**What you need to do:**
**1.** Revise the law-and-religion blog excerpt by writing out the stretch from "News from Cardiff" through "which is which." with "Reader" changed to "Professor".
**2.** Write the next part of the law-and-religion blog excerpt, picking up right after its final sentence.

**Text section:**
[start]

Evidently the Scottish draftsmen have been no more successful than we have at coming up with a neat translation of nobile officium.
News from Cardiff
Cardiff University has announced that Dr Russell Sandberg, an old friend and a welcome guest on this blog, has been promoted to Reader and is to be Head of Law within the University’s School of Law and Politics. We offer Russell our warmest congratulations – and hope he’ll still be able to find the time to write us the occasional post.
- BBC: What’s the difference between a hijab, niqab and burka?: a helpful explanation from the BBC for those who can never quite remember which is which.
- Máiréad Enright, Human Rights in Ireland: The Rights of the Unborn: A Troubling Decision from the High Court?: an interesting analysis of recent cases in Ireland which suggest that foetuses may have some of the same rights and interests under the Constitution as born children.
- Russell Sandberg, Religion and the Public Sphere: How do you solve a problem like Sharia? The real issues raised by the Sharia law debate: argues that “the focus on Sharia misses the point and … a wider reappraisal of family law matters is required.”

[end]

**Contour annotation records:**
[start]

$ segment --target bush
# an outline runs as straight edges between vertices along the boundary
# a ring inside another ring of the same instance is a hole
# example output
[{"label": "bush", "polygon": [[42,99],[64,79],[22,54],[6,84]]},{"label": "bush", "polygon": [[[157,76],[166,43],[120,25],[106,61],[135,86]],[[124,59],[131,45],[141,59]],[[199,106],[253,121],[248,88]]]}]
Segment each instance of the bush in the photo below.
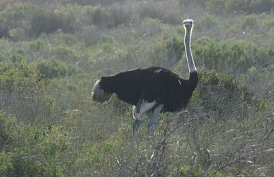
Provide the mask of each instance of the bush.
[{"label": "bush", "polygon": [[183,40],[173,37],[151,45],[149,59],[153,65],[171,67],[182,59],[184,51]]},{"label": "bush", "polygon": [[29,66],[22,59],[21,55],[13,55],[6,64],[0,64],[0,87],[8,92],[22,92],[28,87],[38,84],[40,78]]},{"label": "bush", "polygon": [[69,76],[77,71],[75,66],[54,58],[40,59],[38,62],[36,70],[40,74],[48,79]]},{"label": "bush", "polygon": [[197,21],[195,27],[199,30],[211,29],[216,28],[218,24],[218,19],[216,16],[206,13]]},{"label": "bush", "polygon": [[65,135],[48,125],[40,130],[0,112],[0,174],[15,176],[62,176]]},{"label": "bush", "polygon": [[65,33],[73,33],[76,27],[74,18],[58,10],[45,10],[42,7],[34,10],[31,20],[31,33],[38,36],[41,33],[53,33],[59,29]]}]

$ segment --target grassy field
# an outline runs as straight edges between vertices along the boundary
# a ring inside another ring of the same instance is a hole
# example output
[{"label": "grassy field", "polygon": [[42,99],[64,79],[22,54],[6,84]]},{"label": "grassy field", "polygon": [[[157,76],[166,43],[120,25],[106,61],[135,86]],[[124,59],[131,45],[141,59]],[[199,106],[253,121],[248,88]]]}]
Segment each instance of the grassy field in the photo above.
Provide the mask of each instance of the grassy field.
[{"label": "grassy field", "polygon": [[[0,0],[0,176],[273,176],[274,2]],[[199,84],[144,121],[91,101],[102,76],[158,66]]]}]

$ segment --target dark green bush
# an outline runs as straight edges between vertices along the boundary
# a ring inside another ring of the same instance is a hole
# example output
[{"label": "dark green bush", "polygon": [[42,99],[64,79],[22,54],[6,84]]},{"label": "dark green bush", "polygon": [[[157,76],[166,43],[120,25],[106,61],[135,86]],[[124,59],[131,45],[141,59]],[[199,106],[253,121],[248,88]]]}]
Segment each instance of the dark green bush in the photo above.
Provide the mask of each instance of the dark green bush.
[{"label": "dark green bush", "polygon": [[211,12],[220,14],[232,13],[262,13],[269,12],[274,7],[272,0],[209,0],[206,3],[206,7]]},{"label": "dark green bush", "polygon": [[178,25],[182,22],[179,13],[176,11],[171,12],[164,8],[153,5],[143,5],[138,10],[141,19],[146,18],[158,18],[163,23],[171,25]]},{"label": "dark green bush", "polygon": [[182,59],[184,51],[183,39],[173,37],[151,46],[149,59],[153,65],[171,66]]},{"label": "dark green bush", "polygon": [[53,79],[71,75],[75,73],[77,68],[54,58],[41,59],[38,62],[37,71],[46,78]]},{"label": "dark green bush", "polygon": [[216,28],[218,24],[218,19],[216,16],[206,13],[197,21],[195,27],[197,29],[211,29]]},{"label": "dark green bush", "polygon": [[0,133],[1,176],[63,176],[60,158],[68,142],[57,127],[38,130],[0,112]]},{"label": "dark green bush", "polygon": [[59,29],[65,33],[74,32],[77,28],[73,16],[53,8],[40,7],[34,10],[31,20],[32,35],[49,34]]},{"label": "dark green bush", "polygon": [[[18,56],[21,58],[21,55]],[[16,61],[18,56],[12,57]],[[38,85],[40,81],[37,73],[25,62],[13,63],[9,60],[6,64],[0,64],[0,87],[2,90],[21,92]]]}]

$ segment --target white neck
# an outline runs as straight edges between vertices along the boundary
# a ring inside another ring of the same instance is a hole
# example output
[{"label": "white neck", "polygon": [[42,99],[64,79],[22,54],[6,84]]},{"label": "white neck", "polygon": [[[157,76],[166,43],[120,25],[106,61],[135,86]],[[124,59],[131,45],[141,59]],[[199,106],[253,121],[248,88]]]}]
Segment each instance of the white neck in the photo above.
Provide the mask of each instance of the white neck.
[{"label": "white neck", "polygon": [[188,60],[188,70],[189,73],[192,72],[197,72],[195,64],[194,63],[192,55],[191,53],[191,49],[190,49],[190,40],[191,40],[191,29],[186,29],[186,33],[184,36],[184,46],[186,49],[186,59]]}]

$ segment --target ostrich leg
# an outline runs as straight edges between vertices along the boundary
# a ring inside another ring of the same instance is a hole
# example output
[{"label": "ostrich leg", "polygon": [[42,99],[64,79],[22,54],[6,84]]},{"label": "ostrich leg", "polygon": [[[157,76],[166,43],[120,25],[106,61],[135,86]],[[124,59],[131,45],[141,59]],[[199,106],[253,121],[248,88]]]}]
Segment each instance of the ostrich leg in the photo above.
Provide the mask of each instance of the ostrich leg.
[{"label": "ostrich leg", "polygon": [[150,134],[149,135],[152,137],[154,137],[154,130],[156,127],[157,120],[158,118],[159,113],[162,111],[162,109],[164,105],[160,105],[159,106],[154,108],[151,118],[149,120],[148,128]]}]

[end]

**Outputs:**
**1.**
News from Cardiff
Cardiff University has announced that Dr Russell Sandberg, an old friend and a welcome guest on this blog, has been promoted to Professor and is to be Head of Law within the University’s School of Law and Politics. We offer Russell our warmest congratulations – and hope he’ll still be able to find the time to write us the occasional post.
- BBC: What’s the difference between a hijab, niqab and burka?: a helpful explanation from the BBC for those who can never quite remember which is which.

**2.**
- Maria Strauss: Farrer & Co: Independent Inquiry into Child Sexual Abuse (IICSA): Update: concludes that is not clear that the change of Chair will have much impact on the Inquiry: but for now, “institutions are encouraged to continue their preparations and response to the Inquiry particularly if they are already a case study or have been contacted by the Inquiry for disclosure of documents.”
- US Department of State: International Religious Freedom Report for 2015: published on 10 August, the State Department’s annual review is carefully researched and provides helpful annual snapshots of the state of religion under the law, country by country: see, for example, its analysis of the progress of the controversial law on religion in Hungary.
- Hannah Weisfeld: Religion and the Public Sphere: The Labour anti-Semitism row has thrust British Jewish identity into the public domain, but its complexity is often lost: in a thoughtful piece the author suggests that though Shami Chakrabarti’s report into anti-Semitism is helpful in staking out the boundaries of acceptable discourse it fails to understand the complex nature of Jewish identity.
- David Whincup, National Law Review: Religious Dress at Work – Where Does EU Law Now Stand?: reviews the two AGs’ opinions in Achbita and Bougnaoui and suggests that the CJEU is likely to prefer AG Sharpston to AG Kokott: for our part, we aren’t so sure.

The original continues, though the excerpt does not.